Directions
Please count the lines below that contain the word "bowl" and give only that number.

Entries shown
==================================================

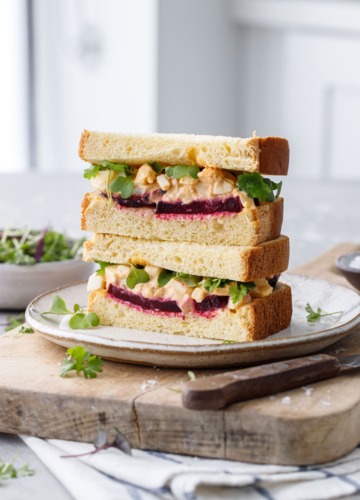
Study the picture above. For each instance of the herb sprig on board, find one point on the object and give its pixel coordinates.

==================================================

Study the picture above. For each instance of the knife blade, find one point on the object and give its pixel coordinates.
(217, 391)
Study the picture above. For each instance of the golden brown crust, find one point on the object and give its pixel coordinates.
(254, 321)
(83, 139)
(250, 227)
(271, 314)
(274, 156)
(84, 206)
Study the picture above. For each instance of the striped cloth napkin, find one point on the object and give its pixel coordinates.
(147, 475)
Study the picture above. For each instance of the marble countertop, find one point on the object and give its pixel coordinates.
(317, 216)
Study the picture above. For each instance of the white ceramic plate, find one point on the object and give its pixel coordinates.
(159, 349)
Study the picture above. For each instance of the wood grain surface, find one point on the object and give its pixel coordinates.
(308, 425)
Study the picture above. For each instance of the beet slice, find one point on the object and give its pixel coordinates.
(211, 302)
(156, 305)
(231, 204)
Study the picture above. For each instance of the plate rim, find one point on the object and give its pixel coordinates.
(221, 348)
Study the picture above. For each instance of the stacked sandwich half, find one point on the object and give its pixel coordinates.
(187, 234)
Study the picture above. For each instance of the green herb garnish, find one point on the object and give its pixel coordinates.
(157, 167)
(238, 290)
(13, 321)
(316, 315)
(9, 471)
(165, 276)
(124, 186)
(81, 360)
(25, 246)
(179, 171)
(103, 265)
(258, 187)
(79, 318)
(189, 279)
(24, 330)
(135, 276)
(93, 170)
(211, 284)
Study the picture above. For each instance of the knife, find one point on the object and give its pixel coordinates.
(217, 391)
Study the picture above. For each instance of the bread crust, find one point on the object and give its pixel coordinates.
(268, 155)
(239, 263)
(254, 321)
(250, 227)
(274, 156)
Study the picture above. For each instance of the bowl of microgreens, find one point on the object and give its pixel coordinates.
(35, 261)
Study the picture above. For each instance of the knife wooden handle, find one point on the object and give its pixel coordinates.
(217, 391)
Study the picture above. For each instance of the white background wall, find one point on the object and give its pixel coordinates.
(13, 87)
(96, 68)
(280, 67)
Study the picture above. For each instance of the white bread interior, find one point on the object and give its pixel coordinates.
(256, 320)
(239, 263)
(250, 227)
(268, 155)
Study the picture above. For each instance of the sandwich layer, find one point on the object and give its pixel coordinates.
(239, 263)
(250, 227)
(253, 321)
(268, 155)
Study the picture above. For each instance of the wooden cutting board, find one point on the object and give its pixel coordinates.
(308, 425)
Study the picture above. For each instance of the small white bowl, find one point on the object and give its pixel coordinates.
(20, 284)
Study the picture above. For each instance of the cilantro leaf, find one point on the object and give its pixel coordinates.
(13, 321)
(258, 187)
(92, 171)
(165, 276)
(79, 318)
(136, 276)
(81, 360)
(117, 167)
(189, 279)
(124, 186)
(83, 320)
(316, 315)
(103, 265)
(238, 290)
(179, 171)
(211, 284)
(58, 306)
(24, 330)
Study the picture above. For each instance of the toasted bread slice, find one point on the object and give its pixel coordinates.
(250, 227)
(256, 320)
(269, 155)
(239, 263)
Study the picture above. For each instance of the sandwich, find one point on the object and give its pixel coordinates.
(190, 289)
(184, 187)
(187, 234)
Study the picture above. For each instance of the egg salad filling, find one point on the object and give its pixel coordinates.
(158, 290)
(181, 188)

==================================================

Solution below
2